> _TASK INSTRUCTIONS_:
Please filter the data below, keeping every line that contains the string "goal". Case counts, so copy only lines where the letters match in case.

* Start EXTRACTED ENTRIES *

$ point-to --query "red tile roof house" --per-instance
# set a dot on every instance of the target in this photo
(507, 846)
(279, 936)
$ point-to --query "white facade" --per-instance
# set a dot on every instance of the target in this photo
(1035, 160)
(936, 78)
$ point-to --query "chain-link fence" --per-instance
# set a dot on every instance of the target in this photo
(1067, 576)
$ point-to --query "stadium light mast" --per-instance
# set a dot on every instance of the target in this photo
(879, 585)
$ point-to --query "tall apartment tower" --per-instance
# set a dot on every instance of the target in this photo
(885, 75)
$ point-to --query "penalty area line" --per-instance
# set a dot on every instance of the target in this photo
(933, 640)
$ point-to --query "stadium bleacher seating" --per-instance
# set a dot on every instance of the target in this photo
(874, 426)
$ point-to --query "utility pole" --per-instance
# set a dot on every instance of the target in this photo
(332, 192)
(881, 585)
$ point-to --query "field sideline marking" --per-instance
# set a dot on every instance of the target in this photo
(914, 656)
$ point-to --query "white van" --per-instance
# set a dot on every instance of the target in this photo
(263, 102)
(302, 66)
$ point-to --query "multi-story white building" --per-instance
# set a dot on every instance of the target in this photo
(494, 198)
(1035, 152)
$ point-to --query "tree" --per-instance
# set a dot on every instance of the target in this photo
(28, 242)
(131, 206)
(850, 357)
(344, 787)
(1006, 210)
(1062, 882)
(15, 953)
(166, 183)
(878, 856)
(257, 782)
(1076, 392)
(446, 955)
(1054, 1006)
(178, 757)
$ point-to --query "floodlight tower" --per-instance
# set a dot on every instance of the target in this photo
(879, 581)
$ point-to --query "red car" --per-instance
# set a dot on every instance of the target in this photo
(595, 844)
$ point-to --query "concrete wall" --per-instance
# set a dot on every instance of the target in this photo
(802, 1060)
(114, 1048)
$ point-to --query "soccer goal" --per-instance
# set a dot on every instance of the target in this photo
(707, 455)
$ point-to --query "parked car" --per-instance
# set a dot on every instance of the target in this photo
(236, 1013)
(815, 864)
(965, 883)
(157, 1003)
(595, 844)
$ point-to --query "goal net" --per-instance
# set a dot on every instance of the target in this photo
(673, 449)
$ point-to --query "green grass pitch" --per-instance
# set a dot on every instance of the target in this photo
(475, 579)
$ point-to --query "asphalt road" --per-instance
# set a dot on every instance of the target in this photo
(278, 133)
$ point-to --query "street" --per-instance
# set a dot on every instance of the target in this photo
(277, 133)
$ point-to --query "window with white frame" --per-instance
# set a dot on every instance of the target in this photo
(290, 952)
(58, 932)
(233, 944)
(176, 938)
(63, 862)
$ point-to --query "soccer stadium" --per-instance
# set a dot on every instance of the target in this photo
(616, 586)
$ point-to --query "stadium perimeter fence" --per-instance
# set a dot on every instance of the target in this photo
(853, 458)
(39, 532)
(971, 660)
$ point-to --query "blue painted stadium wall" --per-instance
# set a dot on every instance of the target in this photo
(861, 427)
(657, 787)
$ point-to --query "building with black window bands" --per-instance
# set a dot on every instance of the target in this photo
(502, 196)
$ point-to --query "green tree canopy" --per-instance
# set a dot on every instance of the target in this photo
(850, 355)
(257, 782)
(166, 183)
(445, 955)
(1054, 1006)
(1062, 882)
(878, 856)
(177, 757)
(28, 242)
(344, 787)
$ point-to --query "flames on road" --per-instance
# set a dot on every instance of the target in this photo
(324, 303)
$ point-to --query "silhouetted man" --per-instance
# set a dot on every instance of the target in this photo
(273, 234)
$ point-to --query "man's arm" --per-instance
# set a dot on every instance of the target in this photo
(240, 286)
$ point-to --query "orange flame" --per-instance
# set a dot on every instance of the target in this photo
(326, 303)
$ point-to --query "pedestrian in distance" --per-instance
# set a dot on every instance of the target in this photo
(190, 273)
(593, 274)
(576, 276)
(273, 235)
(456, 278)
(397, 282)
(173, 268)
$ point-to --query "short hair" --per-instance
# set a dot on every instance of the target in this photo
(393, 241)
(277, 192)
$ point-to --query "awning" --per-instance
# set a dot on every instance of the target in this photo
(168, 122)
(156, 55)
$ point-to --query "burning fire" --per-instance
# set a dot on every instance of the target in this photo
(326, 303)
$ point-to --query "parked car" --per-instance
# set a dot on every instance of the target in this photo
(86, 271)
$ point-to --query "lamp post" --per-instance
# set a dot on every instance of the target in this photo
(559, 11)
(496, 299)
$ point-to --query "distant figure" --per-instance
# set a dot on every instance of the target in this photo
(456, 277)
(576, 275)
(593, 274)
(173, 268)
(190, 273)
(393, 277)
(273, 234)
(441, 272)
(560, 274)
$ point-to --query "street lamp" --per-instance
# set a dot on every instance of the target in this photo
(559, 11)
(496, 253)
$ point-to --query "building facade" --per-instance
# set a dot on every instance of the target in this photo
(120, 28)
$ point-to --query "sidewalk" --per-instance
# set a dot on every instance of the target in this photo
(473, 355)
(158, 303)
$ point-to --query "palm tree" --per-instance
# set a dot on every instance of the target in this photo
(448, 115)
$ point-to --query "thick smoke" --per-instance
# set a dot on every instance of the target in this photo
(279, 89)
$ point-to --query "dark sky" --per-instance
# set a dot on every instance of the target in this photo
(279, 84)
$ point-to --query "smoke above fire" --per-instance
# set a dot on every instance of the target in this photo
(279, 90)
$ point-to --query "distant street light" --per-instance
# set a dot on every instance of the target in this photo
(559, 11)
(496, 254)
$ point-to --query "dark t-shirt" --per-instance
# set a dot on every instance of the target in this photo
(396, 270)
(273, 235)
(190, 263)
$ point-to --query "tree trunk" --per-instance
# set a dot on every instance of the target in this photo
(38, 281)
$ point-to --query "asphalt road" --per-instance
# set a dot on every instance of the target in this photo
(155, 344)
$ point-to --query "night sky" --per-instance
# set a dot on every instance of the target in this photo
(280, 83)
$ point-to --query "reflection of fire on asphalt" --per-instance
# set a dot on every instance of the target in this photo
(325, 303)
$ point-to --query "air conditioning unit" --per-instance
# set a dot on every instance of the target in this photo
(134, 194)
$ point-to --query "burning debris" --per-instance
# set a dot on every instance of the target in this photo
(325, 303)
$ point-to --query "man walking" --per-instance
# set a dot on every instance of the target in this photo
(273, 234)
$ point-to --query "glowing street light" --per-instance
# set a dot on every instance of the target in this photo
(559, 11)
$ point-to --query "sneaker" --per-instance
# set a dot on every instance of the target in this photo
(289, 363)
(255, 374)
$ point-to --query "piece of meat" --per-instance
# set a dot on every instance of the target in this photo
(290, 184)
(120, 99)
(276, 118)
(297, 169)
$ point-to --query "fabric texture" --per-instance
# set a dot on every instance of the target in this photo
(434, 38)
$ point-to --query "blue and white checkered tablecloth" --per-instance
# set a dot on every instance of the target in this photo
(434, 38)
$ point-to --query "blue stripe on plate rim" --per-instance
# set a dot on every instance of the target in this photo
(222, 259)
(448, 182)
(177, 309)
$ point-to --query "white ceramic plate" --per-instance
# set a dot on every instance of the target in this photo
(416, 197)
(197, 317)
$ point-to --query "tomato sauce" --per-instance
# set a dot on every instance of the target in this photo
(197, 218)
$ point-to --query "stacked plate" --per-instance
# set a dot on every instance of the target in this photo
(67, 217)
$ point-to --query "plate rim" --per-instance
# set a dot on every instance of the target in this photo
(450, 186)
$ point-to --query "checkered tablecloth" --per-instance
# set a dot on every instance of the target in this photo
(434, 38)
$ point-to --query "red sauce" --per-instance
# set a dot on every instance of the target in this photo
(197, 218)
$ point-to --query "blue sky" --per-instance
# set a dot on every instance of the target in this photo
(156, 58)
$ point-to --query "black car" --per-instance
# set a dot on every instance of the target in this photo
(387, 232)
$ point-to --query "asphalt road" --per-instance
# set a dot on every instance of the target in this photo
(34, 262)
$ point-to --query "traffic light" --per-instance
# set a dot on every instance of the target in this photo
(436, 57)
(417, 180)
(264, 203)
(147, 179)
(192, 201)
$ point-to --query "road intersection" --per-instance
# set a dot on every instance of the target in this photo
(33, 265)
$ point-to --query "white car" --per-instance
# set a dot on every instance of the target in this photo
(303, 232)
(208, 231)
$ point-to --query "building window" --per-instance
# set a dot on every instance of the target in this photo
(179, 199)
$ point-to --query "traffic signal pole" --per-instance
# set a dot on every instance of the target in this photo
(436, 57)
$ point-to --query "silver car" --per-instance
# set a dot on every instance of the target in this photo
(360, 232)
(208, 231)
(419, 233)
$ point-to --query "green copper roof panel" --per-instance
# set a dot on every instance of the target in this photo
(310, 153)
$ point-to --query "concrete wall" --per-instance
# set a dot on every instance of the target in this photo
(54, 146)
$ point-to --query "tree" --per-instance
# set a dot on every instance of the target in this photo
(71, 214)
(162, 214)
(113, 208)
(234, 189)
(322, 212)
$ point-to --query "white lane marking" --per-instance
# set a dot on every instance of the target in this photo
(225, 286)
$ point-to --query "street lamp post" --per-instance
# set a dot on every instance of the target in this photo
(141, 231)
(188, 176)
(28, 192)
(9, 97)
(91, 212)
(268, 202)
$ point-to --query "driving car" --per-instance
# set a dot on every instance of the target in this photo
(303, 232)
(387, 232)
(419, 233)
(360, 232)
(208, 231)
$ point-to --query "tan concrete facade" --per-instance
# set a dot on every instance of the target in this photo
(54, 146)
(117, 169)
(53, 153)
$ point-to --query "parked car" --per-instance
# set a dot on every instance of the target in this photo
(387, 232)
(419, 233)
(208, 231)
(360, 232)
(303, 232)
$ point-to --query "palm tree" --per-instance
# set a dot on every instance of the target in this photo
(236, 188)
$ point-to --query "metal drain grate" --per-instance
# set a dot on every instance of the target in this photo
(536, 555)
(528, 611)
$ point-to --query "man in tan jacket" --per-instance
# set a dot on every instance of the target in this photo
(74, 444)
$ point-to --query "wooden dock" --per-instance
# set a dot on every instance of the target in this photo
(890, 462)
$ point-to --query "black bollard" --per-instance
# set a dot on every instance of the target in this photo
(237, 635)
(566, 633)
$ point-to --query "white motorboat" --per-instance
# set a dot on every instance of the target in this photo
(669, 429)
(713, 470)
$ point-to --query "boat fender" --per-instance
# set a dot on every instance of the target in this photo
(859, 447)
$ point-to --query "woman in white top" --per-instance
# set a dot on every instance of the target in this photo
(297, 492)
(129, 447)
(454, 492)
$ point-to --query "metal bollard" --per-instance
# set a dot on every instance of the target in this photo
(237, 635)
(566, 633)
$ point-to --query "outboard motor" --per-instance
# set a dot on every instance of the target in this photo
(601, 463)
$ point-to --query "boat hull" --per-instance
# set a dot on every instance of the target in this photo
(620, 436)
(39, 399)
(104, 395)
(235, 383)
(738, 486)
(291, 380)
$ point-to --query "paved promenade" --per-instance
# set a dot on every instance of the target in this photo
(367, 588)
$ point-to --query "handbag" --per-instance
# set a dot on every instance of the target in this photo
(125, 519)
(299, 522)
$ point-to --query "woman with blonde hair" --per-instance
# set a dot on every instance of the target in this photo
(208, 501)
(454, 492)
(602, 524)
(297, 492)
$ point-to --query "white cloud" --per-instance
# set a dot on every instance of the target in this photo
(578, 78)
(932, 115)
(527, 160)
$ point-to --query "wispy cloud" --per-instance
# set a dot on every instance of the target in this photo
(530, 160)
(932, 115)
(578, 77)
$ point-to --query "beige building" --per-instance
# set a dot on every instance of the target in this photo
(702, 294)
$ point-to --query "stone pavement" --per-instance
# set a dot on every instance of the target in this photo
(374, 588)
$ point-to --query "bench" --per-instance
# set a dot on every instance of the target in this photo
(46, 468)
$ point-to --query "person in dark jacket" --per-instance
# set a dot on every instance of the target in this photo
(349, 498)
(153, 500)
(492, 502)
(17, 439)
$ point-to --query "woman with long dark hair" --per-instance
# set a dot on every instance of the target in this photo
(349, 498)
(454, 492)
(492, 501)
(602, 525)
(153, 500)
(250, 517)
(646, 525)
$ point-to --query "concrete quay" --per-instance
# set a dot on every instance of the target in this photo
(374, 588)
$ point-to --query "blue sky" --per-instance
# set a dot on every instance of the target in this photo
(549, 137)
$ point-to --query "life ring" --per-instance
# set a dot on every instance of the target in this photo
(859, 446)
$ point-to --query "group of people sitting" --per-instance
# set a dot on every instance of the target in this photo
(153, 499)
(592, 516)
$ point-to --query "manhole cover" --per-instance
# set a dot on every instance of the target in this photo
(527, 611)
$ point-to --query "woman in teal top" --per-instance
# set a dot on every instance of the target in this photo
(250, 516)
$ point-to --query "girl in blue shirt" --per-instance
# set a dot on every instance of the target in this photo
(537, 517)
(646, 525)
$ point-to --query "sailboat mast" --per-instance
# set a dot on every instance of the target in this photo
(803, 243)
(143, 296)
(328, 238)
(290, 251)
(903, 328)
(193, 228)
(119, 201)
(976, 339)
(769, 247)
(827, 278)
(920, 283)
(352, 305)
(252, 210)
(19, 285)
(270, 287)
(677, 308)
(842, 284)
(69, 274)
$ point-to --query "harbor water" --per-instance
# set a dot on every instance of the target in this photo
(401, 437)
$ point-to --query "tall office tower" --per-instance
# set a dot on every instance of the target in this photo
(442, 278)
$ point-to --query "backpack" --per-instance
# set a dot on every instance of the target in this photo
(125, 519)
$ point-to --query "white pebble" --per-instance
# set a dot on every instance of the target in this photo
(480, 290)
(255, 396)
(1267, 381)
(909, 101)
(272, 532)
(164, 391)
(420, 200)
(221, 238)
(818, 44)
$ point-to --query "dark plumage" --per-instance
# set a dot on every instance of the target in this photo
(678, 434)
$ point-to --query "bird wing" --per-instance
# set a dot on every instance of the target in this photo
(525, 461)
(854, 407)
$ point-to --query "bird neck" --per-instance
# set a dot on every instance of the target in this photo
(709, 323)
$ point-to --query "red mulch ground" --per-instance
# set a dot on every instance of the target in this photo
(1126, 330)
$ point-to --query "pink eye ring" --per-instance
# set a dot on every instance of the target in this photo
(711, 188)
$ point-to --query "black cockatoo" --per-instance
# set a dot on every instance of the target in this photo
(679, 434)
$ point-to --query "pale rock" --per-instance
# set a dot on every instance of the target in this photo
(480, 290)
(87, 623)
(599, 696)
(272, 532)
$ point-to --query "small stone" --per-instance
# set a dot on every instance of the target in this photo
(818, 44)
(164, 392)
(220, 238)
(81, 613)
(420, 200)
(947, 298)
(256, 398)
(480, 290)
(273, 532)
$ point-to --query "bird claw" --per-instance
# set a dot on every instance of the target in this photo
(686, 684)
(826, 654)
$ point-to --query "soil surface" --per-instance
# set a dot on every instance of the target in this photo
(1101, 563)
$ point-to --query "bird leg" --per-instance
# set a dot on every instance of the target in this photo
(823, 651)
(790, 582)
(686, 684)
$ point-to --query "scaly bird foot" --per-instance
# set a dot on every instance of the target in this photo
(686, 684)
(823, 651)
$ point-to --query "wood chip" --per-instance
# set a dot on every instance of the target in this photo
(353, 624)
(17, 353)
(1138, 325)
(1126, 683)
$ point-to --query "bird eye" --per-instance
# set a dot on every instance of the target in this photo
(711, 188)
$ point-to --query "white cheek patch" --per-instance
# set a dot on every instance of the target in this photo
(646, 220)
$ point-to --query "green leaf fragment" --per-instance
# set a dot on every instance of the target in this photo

* End EXTRACTED ENTRIES *

> _EXPECTED OUTPUT_:
$ point-to --query "soccer goal" --per-instance
$ point-to --query "goal net" --per-instance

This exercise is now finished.